[Records shown start]

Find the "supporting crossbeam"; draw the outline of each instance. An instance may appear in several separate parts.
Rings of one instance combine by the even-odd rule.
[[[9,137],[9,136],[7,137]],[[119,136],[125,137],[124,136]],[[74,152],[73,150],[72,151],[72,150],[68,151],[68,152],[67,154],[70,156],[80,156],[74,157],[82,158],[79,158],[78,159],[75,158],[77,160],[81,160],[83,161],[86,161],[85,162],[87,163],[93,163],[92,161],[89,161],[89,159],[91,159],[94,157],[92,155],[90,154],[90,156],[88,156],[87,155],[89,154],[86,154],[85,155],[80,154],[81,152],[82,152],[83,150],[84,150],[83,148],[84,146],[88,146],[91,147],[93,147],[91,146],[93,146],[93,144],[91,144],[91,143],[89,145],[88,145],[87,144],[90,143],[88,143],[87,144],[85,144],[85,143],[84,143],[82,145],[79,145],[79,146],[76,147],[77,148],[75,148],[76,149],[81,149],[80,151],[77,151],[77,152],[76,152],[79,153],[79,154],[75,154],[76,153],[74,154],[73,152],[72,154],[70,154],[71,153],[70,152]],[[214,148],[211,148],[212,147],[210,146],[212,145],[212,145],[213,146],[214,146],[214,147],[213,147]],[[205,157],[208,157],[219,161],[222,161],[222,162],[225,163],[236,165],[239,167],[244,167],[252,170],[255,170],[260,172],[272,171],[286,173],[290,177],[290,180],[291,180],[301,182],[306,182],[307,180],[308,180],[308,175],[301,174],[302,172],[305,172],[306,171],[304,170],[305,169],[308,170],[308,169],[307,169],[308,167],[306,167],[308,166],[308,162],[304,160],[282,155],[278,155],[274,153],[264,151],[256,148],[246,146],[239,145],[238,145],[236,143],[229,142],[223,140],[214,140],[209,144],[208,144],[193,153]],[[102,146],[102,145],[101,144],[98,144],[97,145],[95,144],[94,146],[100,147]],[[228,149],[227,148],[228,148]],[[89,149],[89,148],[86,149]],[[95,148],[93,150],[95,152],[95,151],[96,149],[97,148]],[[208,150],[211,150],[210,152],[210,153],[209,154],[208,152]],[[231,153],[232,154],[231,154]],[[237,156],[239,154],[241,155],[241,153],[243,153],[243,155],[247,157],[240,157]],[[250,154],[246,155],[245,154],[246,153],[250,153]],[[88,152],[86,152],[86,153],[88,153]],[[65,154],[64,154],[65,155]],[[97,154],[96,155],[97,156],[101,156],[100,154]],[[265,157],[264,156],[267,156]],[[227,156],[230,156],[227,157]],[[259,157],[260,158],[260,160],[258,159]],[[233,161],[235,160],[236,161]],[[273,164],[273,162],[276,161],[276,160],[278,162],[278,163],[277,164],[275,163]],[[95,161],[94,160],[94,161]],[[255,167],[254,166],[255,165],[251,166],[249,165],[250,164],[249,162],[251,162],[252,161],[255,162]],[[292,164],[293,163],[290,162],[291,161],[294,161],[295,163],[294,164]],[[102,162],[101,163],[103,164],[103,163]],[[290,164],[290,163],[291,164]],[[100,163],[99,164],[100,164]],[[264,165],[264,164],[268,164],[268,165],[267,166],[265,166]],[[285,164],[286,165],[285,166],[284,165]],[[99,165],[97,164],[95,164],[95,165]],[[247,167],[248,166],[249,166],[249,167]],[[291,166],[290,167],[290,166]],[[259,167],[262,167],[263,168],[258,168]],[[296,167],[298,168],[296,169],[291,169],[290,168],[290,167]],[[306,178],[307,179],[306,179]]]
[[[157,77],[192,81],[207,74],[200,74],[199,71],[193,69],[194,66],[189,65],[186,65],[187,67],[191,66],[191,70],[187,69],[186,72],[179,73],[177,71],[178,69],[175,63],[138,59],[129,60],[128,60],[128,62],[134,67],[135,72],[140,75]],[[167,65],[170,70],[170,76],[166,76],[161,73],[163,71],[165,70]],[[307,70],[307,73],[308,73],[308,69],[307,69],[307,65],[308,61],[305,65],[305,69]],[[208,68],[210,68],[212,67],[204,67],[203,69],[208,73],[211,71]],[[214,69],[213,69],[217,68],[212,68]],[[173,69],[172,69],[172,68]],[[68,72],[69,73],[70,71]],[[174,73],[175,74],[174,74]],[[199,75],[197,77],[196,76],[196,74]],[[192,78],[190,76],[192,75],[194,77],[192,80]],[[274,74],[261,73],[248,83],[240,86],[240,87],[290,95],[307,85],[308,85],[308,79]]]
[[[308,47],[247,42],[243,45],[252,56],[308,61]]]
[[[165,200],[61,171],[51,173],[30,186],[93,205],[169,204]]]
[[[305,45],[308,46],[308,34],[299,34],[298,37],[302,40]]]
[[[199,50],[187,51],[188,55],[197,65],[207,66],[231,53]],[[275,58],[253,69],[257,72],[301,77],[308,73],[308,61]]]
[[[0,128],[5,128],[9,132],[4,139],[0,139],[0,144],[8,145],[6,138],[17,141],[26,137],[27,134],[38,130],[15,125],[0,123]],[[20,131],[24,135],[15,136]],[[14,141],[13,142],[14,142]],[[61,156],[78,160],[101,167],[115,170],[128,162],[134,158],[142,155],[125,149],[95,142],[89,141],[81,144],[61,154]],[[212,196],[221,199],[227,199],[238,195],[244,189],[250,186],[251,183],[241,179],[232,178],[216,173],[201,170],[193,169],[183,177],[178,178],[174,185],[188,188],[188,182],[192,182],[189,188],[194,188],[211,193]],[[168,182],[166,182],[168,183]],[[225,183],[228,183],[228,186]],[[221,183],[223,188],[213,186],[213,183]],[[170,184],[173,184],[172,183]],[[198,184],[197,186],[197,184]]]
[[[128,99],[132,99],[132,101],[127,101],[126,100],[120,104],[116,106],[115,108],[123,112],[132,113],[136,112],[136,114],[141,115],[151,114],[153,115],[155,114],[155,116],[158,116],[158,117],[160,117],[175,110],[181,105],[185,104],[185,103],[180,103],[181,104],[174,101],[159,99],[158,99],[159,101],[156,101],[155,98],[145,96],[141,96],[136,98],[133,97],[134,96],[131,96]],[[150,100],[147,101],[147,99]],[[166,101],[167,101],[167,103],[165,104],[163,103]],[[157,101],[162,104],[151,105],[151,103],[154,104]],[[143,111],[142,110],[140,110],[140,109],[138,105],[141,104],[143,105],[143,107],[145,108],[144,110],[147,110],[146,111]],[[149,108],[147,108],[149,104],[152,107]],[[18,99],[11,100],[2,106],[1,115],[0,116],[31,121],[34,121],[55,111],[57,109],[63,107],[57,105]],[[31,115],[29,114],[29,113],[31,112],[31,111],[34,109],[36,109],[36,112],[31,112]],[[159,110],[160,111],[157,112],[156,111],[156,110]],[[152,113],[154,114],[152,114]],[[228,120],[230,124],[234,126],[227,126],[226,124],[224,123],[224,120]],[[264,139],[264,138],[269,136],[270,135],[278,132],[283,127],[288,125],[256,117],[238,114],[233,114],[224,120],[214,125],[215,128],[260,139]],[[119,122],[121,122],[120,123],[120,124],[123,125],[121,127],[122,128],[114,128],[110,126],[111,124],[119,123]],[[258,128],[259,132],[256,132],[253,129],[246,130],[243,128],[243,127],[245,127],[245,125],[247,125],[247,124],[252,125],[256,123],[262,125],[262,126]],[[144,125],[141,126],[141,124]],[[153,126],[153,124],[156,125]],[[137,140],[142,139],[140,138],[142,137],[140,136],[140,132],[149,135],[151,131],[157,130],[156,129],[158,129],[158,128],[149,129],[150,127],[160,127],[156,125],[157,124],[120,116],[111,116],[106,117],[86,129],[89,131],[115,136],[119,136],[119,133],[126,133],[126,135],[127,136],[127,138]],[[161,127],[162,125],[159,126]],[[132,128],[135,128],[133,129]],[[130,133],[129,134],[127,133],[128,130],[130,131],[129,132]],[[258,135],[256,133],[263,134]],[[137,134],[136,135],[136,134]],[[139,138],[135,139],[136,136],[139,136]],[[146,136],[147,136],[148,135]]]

[Records shown end]

## [Stated exercise]
Copy the entries from the very beginning up to and including the line that contains "Rings of one", word for word.

## [Written solution]
Find the "supporting crossbeam"; draw the outline of each instance. An instance may appear in several separate parts.
Rings of one instance combine by the even-odd rule.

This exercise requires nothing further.